- _YOUR OBJECTIVE_
Lines before the one containing "the green foliage" are left out; copy that line and every later line through the end of the data exactly.
————————
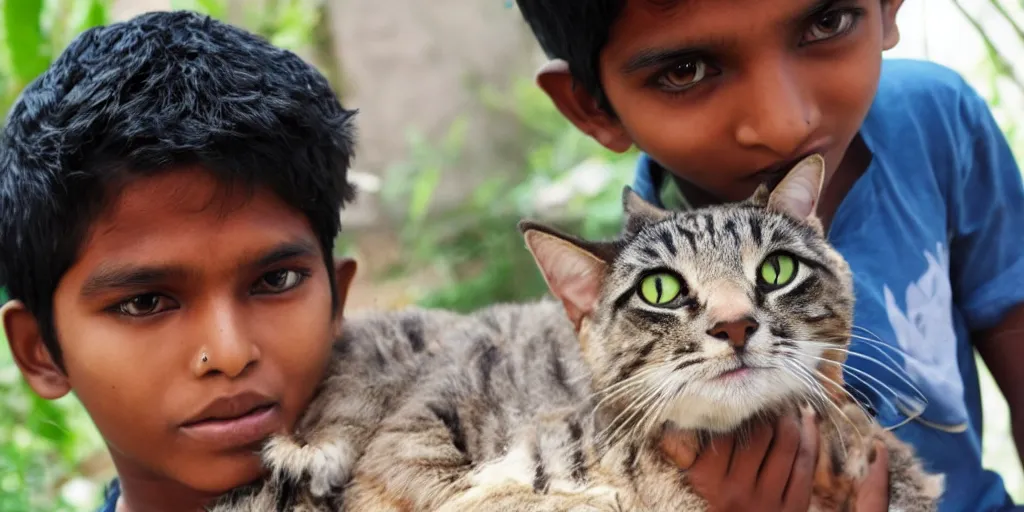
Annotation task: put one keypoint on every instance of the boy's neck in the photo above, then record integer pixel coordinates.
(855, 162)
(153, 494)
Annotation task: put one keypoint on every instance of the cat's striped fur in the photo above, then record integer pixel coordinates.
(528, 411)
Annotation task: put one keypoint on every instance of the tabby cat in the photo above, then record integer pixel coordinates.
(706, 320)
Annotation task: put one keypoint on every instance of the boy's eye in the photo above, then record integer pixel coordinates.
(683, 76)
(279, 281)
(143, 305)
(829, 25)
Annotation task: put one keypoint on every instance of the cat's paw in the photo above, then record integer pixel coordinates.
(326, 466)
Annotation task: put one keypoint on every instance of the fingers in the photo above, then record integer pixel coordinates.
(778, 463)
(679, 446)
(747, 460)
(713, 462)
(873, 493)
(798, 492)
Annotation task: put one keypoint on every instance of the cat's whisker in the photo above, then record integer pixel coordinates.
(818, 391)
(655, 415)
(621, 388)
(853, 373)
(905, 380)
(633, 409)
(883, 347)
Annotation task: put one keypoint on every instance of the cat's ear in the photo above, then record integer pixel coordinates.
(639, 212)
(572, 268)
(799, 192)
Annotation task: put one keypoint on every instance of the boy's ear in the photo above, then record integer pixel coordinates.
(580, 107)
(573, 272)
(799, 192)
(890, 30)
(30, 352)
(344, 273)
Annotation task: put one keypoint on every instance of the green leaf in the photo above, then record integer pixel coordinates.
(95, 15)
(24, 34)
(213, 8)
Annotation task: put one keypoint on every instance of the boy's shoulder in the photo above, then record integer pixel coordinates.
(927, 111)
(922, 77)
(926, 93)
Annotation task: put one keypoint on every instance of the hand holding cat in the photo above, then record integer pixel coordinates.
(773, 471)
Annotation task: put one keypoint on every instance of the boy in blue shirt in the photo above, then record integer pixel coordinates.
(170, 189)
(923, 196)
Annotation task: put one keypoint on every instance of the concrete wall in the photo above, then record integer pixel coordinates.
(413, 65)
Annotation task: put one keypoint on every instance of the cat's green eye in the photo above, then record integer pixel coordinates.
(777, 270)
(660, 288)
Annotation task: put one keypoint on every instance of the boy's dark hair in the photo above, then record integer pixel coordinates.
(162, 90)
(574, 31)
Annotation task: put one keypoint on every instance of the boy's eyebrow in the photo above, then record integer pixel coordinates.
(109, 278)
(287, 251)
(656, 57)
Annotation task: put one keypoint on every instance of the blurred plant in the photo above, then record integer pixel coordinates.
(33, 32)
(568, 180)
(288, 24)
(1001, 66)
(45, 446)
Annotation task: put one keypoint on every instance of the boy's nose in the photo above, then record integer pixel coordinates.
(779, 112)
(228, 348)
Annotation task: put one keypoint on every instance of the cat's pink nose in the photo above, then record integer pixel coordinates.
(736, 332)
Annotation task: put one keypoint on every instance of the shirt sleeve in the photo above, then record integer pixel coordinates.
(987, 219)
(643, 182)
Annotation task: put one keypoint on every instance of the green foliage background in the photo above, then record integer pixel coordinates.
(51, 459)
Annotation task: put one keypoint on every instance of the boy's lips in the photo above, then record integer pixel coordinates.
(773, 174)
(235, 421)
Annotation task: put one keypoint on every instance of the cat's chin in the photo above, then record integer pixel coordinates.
————————
- _SOLUTION FOR THIS EXERCISE_
Annotation task: put one keypoint on every instance of the green foliage background in the photo above, then record integer pixel coordinates.
(51, 459)
Annotation task: put one keypoint on every instance of the boy's lips in the photo above, then record integer pixel coordinates.
(773, 174)
(235, 421)
Annotation task: put one keypoint on every instance of the cat's chin in the photo above, then record integer pixel coordinates.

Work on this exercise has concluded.